AIM 1 =>
From the listing, copy out word for word the lines starting at the one containing "Security alert — the system flagged possible ocean." and ending at the one containing "[0,50,480,96]", including both.

EXTRACTED TEXT =>
>>

Screen full of garbace, the C version

I perhaps did not mention, but I am using DASM for compiling assembler code and cc65 for C code. Below is the the C equivalent of the previous routine.


#include "stdio.h"
#include "stdlib.h"

#define SCREENMEM 0x0400
#define COLORMEM 0xD800
#define RASTER 0xD012
#define KEYBOARDMEM 0xDC01

#define POKE(addr,val) (*(addr) = (val))
#define PEEK(addr) (*(addr))

int main(void) {
    int loc = 0;
    char ch = 0;
    char col = 0;
    _randomize();
    while(1)
    {
        if(PEEK((char*)RASTER) == 0x80)
        {
            loc = rand() % 1024;
            ch = PEEK((char*)(SCREENMEM+loc));
            if(ch == 0x51)
                ch = 0x57;
            else if(ch == 0x57)
                ch = 0x20;
            else if(ch == 0x2A)
                ch = 0x51;
            else
                ch = 0x2A;
            col = rand() % 16;

            POKE((char *)(SCREENMEM + loc), ch);
            POKE((char *)(COLORMEM + loc), col);
        }
        if(PEEK((char*)KEYBOARDMEM) == 0xEF)
            break;
    }
    return EXIT_SUCCESS;
}


Adding some color to that mess

OK back to business. Here is a short addition to the previous “character stars” program that adds some random colors to it. The new file can be downloaded here. As before, the file suffix has been changed to fool WordPress. The file is plain ascii asm code.

So what has changed to the previous routine you ask anxiously. Not much actually. First we add some new hard-coded memory locations to the routine just like we did with the screen memory. This is the memory area that defines the color of a specific location on the screen. $D800 (55296) is the address where the color memory starts by default.


SCRMEM1 .byte $00, $04, $FF, $04, $FE, $05, $FF, $06 ; screen memory
COLMEM1 .byte $00, $D8, $FF, $D8, $FE, $D9, $FF, $DA ; color memory


Then we modify the TRANSFER routine so that we take up (to zero page addresses $BD & $BE) the screen color address for the same screen location we randomly chose to draw our character to:


TRANSFER1
    CLC
    ROL    ; get correct screen memory location
    TAY
    LDA    SCRMEM1,Y    ;first half of screen address
    STA    $BB
    LDA    COLMEM1,Y    ; first half of color address
    STA    $BD
    INY
    LDA    SCRMEM1,Y    ; second half of screen address
    STA    $BC
    LDA    COLMEM1,Y    ; second half of color address
    STA    $BE
    JSR    TAILPART


And finally we add some new lines to the DRAW routine that will eventually draw the character on the screen:


DRAW
    STA    ($BB),Y    ; print character
    JSR    RNDBYT
    AND    #$0F    ; scale to 0-15
    STA    ($BD),Y    ; store value to color memory
    RTS


What next?

<<

AVAILABLE DATA =>
>>

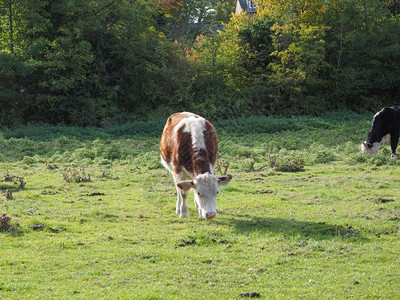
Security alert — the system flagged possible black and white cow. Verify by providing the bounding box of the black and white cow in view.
[361,106,400,158]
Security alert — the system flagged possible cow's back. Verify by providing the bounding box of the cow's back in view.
[160,112,218,173]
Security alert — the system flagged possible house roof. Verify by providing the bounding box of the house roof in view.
[236,0,257,14]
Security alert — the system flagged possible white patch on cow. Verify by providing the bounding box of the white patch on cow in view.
[381,133,390,146]
[175,113,206,149]
[361,134,390,155]
[160,155,174,175]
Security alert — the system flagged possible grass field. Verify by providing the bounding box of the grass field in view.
[0,112,400,299]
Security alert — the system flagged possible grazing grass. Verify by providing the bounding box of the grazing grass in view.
[0,112,400,299]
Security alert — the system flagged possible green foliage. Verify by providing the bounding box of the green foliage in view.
[0,0,400,127]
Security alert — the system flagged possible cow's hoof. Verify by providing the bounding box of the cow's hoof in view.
[180,213,189,218]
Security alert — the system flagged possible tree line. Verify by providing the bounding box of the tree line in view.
[0,0,400,126]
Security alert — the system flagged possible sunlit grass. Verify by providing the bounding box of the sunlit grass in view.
[0,114,400,299]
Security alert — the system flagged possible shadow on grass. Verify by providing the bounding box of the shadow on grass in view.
[223,217,368,241]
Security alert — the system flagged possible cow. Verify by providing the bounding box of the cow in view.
[361,106,400,158]
[160,112,232,219]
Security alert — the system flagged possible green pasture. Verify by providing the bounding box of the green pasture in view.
[0,112,400,299]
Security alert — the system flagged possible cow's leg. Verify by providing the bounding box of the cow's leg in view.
[180,190,189,218]
[174,174,189,218]
[174,174,182,215]
[390,132,399,158]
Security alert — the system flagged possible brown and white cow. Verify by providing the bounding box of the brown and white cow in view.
[160,112,232,219]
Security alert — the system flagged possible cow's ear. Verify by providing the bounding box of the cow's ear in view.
[218,175,232,185]
[177,180,194,191]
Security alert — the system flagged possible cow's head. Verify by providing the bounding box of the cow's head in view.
[177,173,232,219]
[361,134,390,155]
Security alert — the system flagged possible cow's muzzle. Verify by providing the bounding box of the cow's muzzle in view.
[206,212,217,220]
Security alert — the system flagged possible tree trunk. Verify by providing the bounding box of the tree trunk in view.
[8,0,14,54]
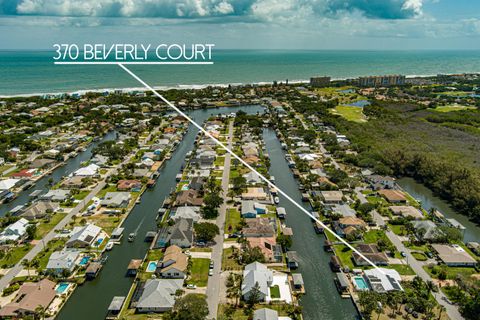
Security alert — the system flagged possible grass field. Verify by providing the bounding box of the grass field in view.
[187,258,210,287]
[35,212,67,240]
[330,106,367,122]
[225,209,242,233]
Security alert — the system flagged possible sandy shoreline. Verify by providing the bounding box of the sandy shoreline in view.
[0,74,444,99]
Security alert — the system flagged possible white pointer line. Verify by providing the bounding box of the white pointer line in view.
[53,61,213,65]
[118,63,383,273]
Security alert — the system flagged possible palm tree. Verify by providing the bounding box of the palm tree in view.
[22,259,30,278]
[35,305,46,319]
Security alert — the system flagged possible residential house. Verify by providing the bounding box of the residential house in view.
[166,219,193,248]
[363,268,403,293]
[47,248,80,273]
[242,218,276,238]
[388,206,424,220]
[156,245,188,279]
[175,189,203,207]
[321,191,343,205]
[412,220,442,241]
[21,201,60,221]
[100,192,131,208]
[242,187,268,201]
[40,189,70,202]
[170,206,202,222]
[117,180,142,192]
[0,218,29,243]
[135,279,183,313]
[352,243,388,266]
[0,279,56,318]
[242,262,273,301]
[432,244,478,267]
[66,223,102,248]
[378,189,407,203]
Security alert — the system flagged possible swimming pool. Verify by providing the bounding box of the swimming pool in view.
[78,256,90,266]
[353,276,368,291]
[55,282,70,294]
[147,261,157,272]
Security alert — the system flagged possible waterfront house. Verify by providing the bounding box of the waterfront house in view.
[412,220,442,241]
[65,223,102,248]
[0,279,56,318]
[364,268,403,293]
[165,219,193,248]
[246,237,282,262]
[432,244,477,267]
[40,189,70,202]
[170,206,202,222]
[242,262,273,301]
[0,218,29,243]
[46,248,80,274]
[378,189,407,203]
[365,174,395,190]
[352,243,388,266]
[175,189,203,207]
[242,218,275,238]
[242,187,268,201]
[73,163,100,177]
[21,201,60,221]
[100,192,131,208]
[135,279,183,313]
[156,245,188,279]
[388,206,424,220]
[321,191,343,205]
[117,180,142,192]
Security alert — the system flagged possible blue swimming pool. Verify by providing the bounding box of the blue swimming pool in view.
[353,277,368,291]
[78,256,90,266]
[147,261,157,272]
[55,282,70,294]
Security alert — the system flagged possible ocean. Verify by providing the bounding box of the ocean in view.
[0,50,480,96]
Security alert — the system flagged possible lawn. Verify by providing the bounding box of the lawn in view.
[386,264,415,276]
[0,244,31,268]
[330,105,367,122]
[270,285,280,299]
[412,252,427,261]
[222,248,243,270]
[35,212,67,240]
[225,208,242,233]
[187,258,210,287]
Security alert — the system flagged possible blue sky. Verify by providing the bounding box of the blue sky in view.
[0,0,480,50]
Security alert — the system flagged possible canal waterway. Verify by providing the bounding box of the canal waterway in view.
[397,178,480,242]
[57,106,264,320]
[263,129,357,320]
[0,131,116,217]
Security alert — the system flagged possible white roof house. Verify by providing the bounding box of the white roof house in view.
[364,268,403,292]
[47,249,80,272]
[171,206,201,222]
[66,223,102,247]
[0,179,20,190]
[73,163,100,177]
[242,262,273,301]
[136,279,183,312]
[0,218,29,243]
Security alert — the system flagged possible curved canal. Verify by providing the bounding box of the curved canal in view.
[0,131,116,217]
[263,129,357,320]
[57,106,264,320]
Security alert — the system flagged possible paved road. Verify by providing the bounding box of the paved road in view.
[207,121,233,319]
[355,188,463,320]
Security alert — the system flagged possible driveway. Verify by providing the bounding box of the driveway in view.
[207,121,233,319]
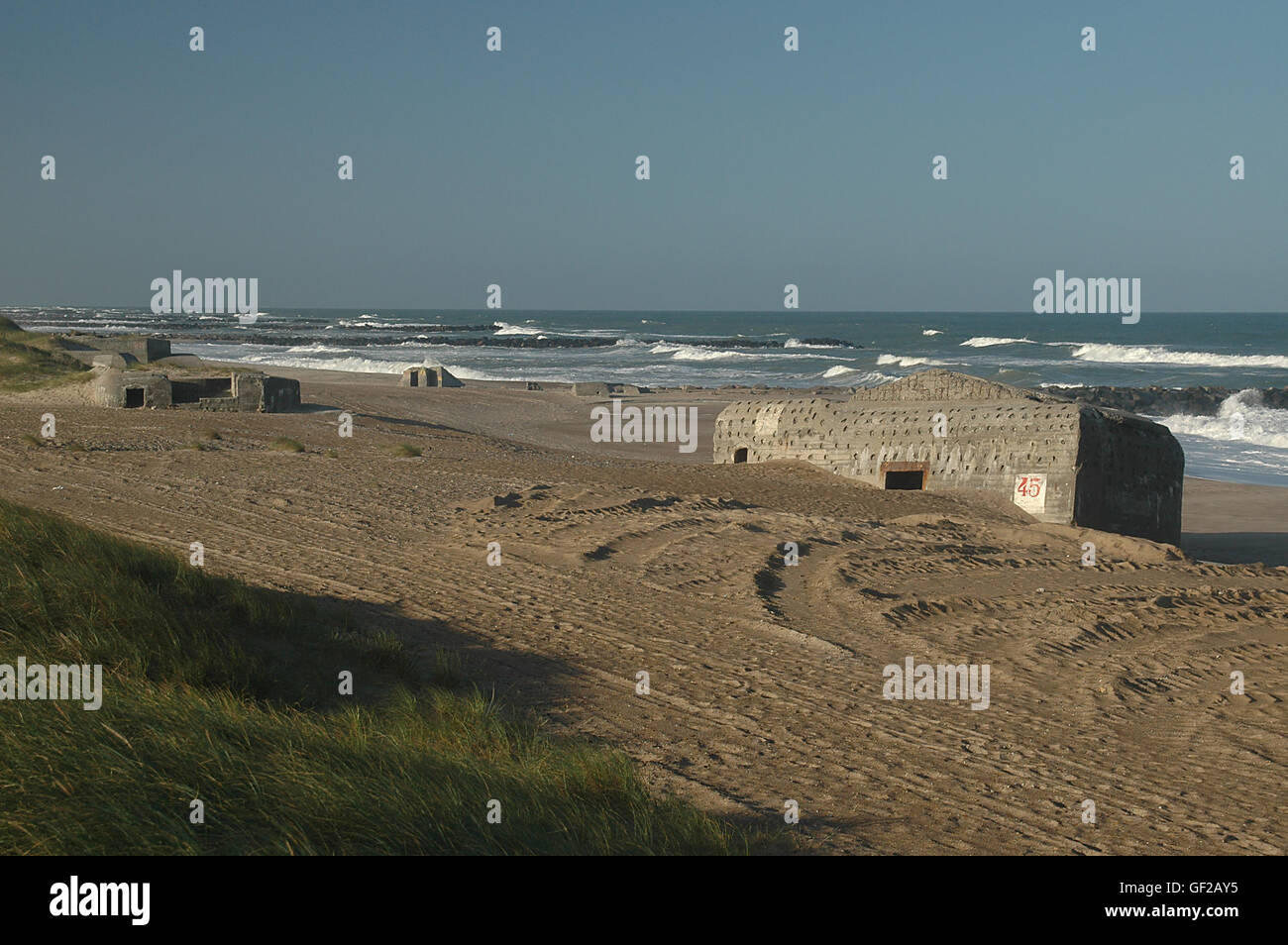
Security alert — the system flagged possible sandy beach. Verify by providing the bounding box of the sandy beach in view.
[0,368,1288,854]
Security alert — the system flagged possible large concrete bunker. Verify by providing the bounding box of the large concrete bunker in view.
[398,365,465,387]
[715,369,1185,543]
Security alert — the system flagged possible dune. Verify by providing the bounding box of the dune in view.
[0,369,1288,854]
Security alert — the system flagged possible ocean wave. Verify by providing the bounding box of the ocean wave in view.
[818,365,899,387]
[877,354,944,367]
[783,339,845,349]
[1158,390,1288,450]
[649,343,755,361]
[286,341,353,354]
[1073,345,1288,369]
[326,315,443,328]
[960,335,1038,348]
[494,322,542,335]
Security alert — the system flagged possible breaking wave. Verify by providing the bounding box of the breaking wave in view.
[1073,345,1288,369]
[961,335,1038,348]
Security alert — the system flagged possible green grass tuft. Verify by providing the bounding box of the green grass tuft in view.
[0,317,89,391]
[0,499,785,855]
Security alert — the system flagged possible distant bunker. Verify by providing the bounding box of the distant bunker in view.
[90,368,300,413]
[715,369,1185,543]
[398,366,465,387]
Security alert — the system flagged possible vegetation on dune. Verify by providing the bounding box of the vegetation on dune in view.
[0,317,89,391]
[0,499,781,855]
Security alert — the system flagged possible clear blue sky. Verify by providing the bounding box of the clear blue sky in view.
[0,0,1288,312]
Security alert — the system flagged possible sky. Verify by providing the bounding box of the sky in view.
[0,0,1288,312]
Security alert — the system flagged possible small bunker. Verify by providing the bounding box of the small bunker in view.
[715,369,1185,543]
[398,365,465,387]
[90,368,300,413]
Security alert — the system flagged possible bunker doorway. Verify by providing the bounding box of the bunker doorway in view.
[881,463,930,489]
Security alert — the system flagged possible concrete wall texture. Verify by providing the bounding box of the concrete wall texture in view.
[90,369,300,413]
[715,369,1185,542]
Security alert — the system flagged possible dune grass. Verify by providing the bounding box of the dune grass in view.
[0,317,89,391]
[0,499,782,855]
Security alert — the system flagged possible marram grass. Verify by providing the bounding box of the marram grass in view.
[0,499,785,855]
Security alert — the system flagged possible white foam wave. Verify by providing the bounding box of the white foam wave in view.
[1159,390,1288,450]
[649,343,752,361]
[877,354,943,367]
[327,315,443,328]
[960,335,1037,348]
[496,322,541,335]
[783,339,845,348]
[1073,345,1288,369]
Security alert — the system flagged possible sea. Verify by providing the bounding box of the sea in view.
[10,306,1288,485]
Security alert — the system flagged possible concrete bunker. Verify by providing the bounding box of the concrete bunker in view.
[398,365,465,387]
[90,367,300,413]
[713,369,1185,543]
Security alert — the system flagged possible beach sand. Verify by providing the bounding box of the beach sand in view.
[0,368,1288,854]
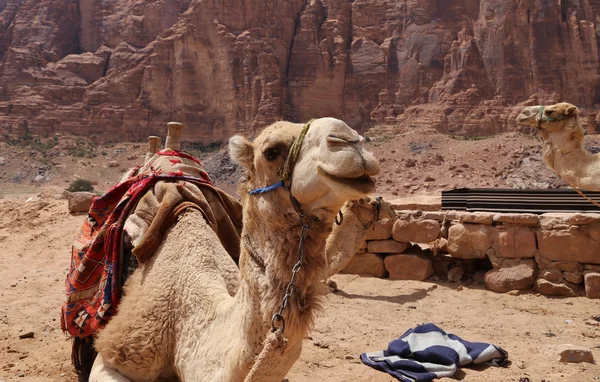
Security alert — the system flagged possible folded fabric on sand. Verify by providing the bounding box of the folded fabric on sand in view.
[360,323,508,382]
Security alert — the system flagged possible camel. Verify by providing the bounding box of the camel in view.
[517,102,600,191]
[90,118,380,382]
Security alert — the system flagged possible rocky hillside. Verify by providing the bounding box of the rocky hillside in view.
[0,0,600,142]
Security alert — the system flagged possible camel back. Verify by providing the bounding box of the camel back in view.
[61,149,242,340]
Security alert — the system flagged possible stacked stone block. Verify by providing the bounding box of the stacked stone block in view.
[343,211,600,298]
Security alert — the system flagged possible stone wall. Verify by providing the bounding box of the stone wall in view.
[342,211,600,298]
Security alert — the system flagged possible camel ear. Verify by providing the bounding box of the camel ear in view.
[229,135,254,169]
[565,105,579,115]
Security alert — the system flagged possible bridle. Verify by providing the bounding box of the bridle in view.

<<

AIM 2 =>
In the programming post, which tools does the writer use to compile assembler code and C code?

EXPECTED ANSWER 1 =>
Security alert — the system flagged possible ocean. Verify by providing the bounding box of the ocean in view.
[0,50,480,96]

EXPECTED ANSWER 2 =>
DASM for assembler code and cc65 for C code.